Every line from the line containing "cap on head" through the final line below is to be repeated exactly; no other line is.

Records from a data collection
========================================

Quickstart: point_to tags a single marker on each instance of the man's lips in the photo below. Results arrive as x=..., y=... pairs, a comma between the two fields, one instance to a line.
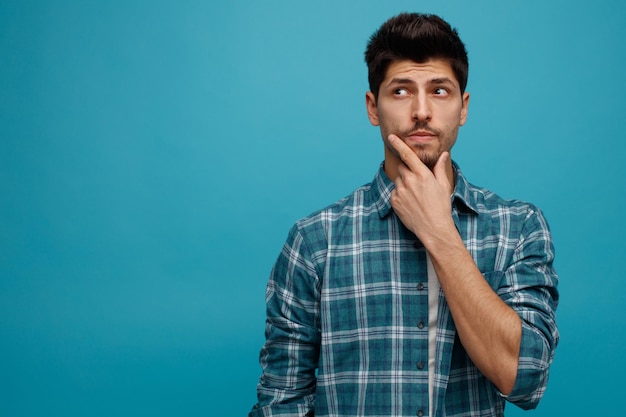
x=421, y=136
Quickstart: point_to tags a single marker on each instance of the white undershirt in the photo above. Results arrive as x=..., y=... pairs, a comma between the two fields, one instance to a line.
x=433, y=306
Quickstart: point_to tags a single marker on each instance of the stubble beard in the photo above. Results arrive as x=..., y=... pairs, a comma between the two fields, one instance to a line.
x=428, y=158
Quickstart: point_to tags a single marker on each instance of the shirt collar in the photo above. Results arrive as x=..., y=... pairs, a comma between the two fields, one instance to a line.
x=382, y=187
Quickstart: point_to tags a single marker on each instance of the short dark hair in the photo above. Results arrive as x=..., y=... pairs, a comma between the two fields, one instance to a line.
x=416, y=37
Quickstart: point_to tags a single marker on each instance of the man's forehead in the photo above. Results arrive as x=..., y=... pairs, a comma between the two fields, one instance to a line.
x=407, y=70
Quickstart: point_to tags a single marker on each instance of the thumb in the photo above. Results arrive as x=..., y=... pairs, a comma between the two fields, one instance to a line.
x=441, y=169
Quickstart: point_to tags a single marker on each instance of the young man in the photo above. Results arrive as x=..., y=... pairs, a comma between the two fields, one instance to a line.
x=418, y=294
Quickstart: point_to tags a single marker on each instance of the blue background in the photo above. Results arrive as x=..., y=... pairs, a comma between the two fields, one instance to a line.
x=154, y=154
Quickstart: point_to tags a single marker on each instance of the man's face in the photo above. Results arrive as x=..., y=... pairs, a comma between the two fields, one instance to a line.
x=423, y=105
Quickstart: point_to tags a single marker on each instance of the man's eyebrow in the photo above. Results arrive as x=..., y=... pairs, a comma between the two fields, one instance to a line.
x=408, y=81
x=441, y=80
x=401, y=81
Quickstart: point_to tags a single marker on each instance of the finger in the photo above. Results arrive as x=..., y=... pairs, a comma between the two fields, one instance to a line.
x=440, y=169
x=406, y=154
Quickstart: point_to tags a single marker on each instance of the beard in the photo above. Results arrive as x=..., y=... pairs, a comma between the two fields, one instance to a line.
x=428, y=157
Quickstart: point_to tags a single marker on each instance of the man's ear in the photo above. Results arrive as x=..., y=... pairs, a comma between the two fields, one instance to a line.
x=372, y=109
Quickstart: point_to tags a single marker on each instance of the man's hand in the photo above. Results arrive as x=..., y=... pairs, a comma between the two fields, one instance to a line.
x=421, y=198
x=489, y=330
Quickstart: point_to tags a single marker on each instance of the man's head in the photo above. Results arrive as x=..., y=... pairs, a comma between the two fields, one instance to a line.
x=414, y=37
x=418, y=74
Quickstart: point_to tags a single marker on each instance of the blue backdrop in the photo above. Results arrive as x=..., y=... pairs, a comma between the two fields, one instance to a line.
x=154, y=154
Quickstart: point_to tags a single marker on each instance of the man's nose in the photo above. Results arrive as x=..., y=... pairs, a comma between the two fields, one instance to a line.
x=421, y=108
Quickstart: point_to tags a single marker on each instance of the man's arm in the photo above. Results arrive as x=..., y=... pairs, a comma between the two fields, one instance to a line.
x=490, y=330
x=290, y=354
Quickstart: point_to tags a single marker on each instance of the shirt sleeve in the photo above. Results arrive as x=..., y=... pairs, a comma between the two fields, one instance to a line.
x=530, y=288
x=290, y=355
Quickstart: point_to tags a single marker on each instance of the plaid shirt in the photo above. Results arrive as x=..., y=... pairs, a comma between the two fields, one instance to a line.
x=347, y=310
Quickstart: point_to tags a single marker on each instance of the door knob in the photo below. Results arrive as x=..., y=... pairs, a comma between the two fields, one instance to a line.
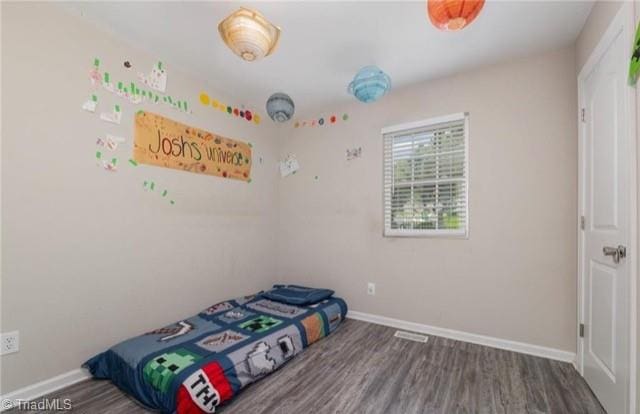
x=617, y=253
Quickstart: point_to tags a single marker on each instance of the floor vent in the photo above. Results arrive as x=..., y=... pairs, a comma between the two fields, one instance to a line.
x=411, y=336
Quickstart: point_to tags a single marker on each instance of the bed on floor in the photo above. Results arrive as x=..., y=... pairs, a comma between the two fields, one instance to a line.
x=199, y=363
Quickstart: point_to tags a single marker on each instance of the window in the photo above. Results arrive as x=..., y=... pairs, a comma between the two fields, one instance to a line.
x=426, y=177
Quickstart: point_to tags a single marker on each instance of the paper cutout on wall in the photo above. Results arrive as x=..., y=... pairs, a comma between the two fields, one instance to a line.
x=90, y=104
x=289, y=165
x=166, y=143
x=150, y=186
x=157, y=79
x=240, y=113
x=110, y=142
x=114, y=117
x=321, y=121
x=131, y=92
x=353, y=153
x=634, y=66
x=110, y=165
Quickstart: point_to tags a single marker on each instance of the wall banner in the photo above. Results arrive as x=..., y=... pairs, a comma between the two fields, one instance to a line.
x=166, y=143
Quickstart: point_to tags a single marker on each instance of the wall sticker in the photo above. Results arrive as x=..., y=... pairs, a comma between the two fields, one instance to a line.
x=166, y=143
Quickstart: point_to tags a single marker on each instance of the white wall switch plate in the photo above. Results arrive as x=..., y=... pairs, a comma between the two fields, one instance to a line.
x=9, y=342
x=371, y=289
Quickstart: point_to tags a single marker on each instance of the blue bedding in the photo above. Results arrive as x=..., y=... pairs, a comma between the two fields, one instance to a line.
x=199, y=363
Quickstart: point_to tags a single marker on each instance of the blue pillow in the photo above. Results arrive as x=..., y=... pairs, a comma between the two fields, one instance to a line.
x=297, y=295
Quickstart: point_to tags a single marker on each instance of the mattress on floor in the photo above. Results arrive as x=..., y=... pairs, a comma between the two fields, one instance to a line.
x=196, y=364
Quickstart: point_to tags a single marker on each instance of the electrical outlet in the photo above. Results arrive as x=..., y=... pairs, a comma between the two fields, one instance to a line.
x=371, y=289
x=9, y=342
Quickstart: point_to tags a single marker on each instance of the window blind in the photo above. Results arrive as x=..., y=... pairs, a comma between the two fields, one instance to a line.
x=425, y=178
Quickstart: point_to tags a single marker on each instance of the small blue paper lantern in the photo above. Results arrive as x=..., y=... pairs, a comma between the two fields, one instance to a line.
x=280, y=107
x=370, y=84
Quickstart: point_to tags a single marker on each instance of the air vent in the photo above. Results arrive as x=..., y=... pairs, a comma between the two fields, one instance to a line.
x=411, y=336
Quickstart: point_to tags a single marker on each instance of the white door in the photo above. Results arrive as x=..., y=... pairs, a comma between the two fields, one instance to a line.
x=606, y=179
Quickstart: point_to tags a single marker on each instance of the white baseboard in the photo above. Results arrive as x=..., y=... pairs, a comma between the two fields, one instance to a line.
x=492, y=342
x=37, y=390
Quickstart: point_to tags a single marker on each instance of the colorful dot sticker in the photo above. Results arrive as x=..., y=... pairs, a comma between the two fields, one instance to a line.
x=321, y=121
x=240, y=112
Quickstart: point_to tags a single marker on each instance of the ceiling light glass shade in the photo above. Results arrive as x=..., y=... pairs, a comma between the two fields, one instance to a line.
x=280, y=107
x=453, y=14
x=249, y=34
x=370, y=84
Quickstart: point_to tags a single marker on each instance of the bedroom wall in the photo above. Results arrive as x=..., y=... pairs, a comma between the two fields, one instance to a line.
x=89, y=257
x=515, y=277
x=599, y=19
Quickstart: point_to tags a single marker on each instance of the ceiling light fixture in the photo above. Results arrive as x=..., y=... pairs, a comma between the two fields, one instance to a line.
x=249, y=34
x=453, y=15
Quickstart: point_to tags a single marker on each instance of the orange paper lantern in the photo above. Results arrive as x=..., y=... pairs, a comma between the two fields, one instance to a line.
x=453, y=14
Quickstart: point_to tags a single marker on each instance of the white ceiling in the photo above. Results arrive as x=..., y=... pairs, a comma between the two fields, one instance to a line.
x=323, y=44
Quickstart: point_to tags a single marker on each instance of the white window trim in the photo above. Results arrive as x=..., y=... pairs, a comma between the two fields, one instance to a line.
x=453, y=234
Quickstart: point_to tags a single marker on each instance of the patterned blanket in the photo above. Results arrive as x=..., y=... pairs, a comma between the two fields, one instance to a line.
x=196, y=364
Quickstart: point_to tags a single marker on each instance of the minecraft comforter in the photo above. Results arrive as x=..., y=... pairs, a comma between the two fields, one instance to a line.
x=199, y=363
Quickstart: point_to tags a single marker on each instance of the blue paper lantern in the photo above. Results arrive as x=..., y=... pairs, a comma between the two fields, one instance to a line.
x=370, y=84
x=280, y=107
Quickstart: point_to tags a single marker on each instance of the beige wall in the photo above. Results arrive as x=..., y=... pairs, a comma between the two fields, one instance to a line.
x=601, y=15
x=89, y=257
x=515, y=277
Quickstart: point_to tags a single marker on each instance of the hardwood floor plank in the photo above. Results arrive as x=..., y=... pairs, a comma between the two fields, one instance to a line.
x=363, y=368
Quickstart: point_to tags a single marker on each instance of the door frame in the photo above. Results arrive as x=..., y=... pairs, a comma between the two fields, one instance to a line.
x=625, y=19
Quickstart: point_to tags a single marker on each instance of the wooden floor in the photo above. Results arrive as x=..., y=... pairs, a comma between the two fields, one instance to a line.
x=362, y=368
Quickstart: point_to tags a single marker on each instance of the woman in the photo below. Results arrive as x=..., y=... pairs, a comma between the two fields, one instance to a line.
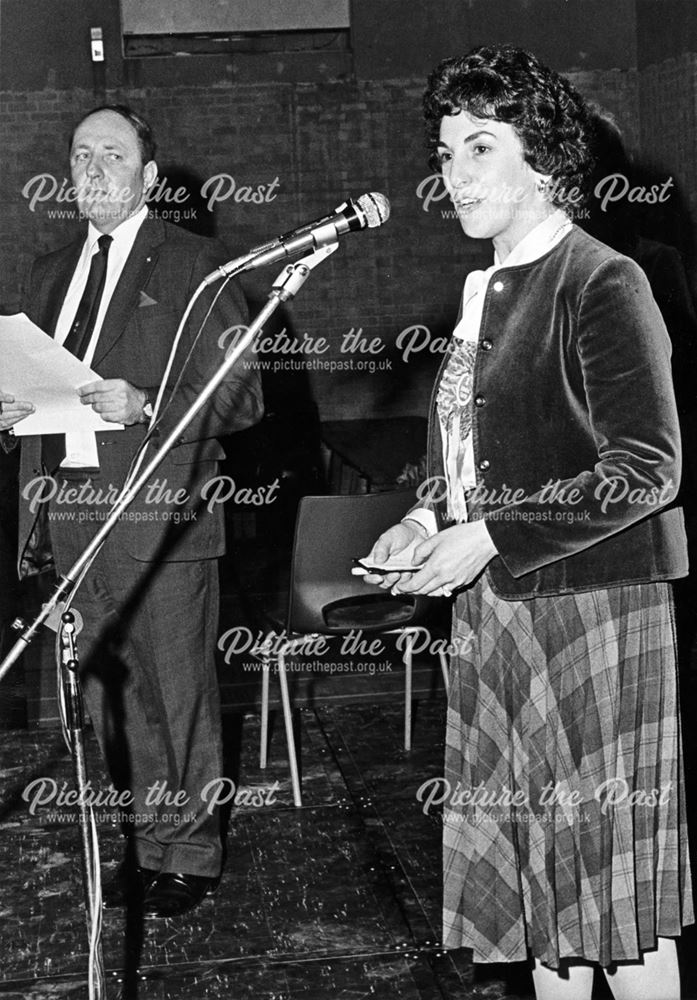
x=554, y=456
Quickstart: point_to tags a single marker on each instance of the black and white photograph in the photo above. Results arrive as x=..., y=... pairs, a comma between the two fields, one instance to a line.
x=348, y=499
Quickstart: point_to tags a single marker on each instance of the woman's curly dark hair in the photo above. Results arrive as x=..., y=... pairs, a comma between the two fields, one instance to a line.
x=511, y=85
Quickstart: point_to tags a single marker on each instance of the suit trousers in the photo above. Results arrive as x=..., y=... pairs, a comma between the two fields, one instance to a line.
x=148, y=672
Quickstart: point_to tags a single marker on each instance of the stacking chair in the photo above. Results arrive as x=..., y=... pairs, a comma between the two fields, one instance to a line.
x=327, y=600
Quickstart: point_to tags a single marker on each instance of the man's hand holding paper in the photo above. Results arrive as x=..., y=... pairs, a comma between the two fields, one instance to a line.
x=41, y=384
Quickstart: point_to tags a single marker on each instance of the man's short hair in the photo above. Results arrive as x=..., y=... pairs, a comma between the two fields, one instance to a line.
x=144, y=134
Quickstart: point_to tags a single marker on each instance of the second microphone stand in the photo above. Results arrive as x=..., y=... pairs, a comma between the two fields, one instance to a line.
x=287, y=284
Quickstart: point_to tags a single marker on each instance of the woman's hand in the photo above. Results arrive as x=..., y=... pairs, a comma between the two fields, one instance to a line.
x=453, y=558
x=12, y=410
x=400, y=538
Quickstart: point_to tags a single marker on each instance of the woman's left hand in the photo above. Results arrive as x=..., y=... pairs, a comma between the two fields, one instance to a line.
x=454, y=557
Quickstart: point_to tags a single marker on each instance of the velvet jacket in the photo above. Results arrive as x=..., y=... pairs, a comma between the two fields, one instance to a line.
x=575, y=428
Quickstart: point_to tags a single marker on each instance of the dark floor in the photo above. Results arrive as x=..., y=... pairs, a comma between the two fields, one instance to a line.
x=339, y=899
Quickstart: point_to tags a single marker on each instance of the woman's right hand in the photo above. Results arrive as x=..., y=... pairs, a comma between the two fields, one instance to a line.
x=12, y=410
x=389, y=544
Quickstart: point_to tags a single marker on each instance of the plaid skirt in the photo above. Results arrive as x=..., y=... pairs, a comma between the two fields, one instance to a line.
x=564, y=821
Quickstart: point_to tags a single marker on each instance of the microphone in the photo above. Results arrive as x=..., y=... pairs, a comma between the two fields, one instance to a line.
x=367, y=212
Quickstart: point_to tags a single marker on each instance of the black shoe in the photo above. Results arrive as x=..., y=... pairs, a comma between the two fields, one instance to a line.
x=173, y=893
x=126, y=886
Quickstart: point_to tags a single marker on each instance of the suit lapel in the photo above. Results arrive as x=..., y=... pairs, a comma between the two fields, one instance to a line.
x=134, y=278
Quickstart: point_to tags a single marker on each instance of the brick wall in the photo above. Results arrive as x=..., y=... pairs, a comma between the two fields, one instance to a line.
x=668, y=118
x=301, y=148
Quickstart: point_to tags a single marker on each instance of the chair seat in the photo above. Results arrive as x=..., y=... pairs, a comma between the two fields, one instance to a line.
x=374, y=611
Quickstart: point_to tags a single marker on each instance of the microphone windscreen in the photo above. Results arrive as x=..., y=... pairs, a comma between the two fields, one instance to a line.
x=375, y=207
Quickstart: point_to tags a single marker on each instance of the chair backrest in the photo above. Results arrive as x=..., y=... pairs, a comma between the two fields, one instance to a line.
x=330, y=531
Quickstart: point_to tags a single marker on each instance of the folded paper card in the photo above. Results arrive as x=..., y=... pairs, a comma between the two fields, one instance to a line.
x=35, y=369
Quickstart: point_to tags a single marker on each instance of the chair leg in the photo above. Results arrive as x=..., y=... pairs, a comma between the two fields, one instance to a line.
x=290, y=738
x=444, y=669
x=263, y=749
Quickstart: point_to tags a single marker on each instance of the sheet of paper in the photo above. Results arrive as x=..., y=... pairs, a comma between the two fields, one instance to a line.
x=33, y=367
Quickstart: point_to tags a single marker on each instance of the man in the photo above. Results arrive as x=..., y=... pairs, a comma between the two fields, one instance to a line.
x=150, y=602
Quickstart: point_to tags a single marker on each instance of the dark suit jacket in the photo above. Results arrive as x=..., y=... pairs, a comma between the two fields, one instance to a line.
x=575, y=429
x=165, y=266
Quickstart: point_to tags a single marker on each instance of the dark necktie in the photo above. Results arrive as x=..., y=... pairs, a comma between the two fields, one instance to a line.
x=79, y=335
x=86, y=316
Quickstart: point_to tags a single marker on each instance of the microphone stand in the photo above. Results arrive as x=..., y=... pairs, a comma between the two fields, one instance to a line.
x=286, y=286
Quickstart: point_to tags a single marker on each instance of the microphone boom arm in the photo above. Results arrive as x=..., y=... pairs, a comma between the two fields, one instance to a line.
x=287, y=284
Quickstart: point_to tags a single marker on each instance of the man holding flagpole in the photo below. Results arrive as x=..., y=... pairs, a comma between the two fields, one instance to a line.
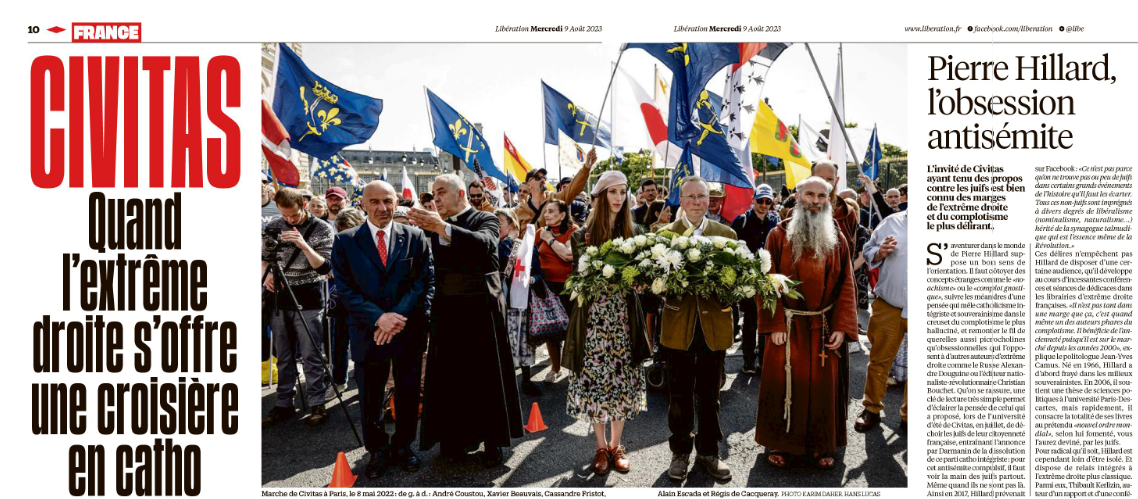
x=470, y=394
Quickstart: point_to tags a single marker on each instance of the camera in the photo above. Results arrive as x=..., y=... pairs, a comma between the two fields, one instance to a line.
x=273, y=239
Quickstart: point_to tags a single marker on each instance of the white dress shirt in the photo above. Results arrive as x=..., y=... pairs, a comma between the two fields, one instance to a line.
x=387, y=235
x=699, y=230
x=893, y=280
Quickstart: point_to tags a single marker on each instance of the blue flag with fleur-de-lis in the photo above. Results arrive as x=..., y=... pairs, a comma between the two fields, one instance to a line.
x=458, y=136
x=571, y=120
x=320, y=116
x=336, y=169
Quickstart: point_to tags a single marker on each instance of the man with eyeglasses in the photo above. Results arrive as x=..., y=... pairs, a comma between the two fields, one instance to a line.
x=477, y=197
x=752, y=228
x=269, y=210
x=694, y=340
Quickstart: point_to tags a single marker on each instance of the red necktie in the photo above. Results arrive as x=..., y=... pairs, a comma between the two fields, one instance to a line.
x=382, y=247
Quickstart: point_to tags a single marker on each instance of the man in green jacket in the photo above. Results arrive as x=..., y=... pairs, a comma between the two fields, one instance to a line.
x=694, y=341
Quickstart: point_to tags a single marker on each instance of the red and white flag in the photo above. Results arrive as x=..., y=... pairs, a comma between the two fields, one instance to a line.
x=409, y=187
x=740, y=103
x=656, y=120
x=275, y=147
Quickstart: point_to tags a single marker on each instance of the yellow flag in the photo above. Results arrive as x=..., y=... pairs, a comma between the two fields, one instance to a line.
x=514, y=163
x=770, y=137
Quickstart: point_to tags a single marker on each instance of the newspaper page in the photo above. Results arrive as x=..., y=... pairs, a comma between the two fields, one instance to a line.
x=588, y=250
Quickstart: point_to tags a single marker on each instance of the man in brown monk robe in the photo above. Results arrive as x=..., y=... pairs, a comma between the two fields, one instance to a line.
x=801, y=401
x=846, y=213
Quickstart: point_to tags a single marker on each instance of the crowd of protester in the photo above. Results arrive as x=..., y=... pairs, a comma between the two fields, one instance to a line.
x=422, y=294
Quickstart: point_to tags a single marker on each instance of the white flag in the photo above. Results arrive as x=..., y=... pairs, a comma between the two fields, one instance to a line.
x=836, y=148
x=519, y=287
x=409, y=187
x=740, y=104
x=808, y=140
x=570, y=156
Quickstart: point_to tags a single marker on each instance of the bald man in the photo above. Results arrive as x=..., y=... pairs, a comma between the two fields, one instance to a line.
x=385, y=275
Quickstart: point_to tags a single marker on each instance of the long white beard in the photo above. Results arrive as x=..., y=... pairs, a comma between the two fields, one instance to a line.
x=814, y=230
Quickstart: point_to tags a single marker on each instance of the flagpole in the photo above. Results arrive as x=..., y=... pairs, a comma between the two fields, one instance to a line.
x=438, y=154
x=873, y=154
x=545, y=162
x=656, y=98
x=832, y=105
x=272, y=87
x=612, y=127
x=841, y=71
x=605, y=100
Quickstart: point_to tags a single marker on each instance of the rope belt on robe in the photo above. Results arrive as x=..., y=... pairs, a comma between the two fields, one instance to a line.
x=825, y=336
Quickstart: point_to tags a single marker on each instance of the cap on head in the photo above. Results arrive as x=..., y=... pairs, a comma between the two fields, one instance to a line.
x=532, y=173
x=608, y=179
x=764, y=190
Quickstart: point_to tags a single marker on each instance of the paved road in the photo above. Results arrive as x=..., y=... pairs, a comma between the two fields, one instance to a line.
x=294, y=455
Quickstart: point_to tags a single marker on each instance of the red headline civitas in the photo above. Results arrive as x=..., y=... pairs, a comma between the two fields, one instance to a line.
x=106, y=32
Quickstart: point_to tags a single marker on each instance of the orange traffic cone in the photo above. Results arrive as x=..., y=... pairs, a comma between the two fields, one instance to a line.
x=535, y=420
x=341, y=474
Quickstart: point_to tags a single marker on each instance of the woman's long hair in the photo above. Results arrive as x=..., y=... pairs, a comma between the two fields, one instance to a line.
x=596, y=228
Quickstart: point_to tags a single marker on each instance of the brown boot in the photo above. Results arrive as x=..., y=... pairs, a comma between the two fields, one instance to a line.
x=620, y=461
x=601, y=461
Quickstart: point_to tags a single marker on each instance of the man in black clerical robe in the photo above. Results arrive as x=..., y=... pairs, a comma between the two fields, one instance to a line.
x=470, y=395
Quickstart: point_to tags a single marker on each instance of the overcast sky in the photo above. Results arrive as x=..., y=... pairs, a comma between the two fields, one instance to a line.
x=499, y=84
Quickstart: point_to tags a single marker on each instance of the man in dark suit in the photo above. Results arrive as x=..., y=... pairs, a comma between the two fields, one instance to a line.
x=470, y=393
x=385, y=276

========================================

# Response:
Quickstart: point_to tags a single marker on each instance of the cap on head in the photo above. Results arrive as x=..., y=... pairs, a comma between the two fields, one instance to a line.
x=532, y=173
x=608, y=179
x=764, y=190
Quickstart: point_to tags a single marker on each instance of the paved road in the photo above. Results arrive as x=..., y=... pairs, a comma between the two fields, one instance to a line.
x=294, y=455
Quickstart: point_to tags a single marker on each instance of the red headline civitas in the photo above. Results arrive as x=..., y=... pairs, a comma between the two fields, one instance to a line.
x=106, y=32
Quickstart: point_to tags a single marker on each instance of the orange traffic cone in the photo above. Results arrive as x=..., y=... pairs, a comma between the two fields, one instance to a line.
x=535, y=420
x=341, y=474
Quickstart: point_to tags a single marker on each instance of the woman's long hair in the photo above. Results arrive as x=..., y=... pairs, a comma between the two fields, one instance to a line.
x=596, y=228
Quickstart: point_to tags a single marker on each instance of the brown boot in the photo above. Results arrive as x=..., y=... pairs, a comma between the two fields, one instance to a line.
x=620, y=461
x=601, y=461
Quickstart: point_to tags a single marker on each instance of the man in black clerical robe in the photo above. Results arrive as x=..., y=... pairs, a comma between the two fields, one instance to a line.
x=470, y=395
Quickstart: point_to tags a single marker on each instance of the overcast sky in the photo above. Results arrive as x=..., y=... pairs, a comma between the two fields, one instance to a line.
x=499, y=84
Quickstart: point_to tags a single marker on each instance of the man in dark suit in the photo above. Results arrive as x=..., y=... pairs, a comma between the two fields, one instance to a line.
x=470, y=393
x=385, y=276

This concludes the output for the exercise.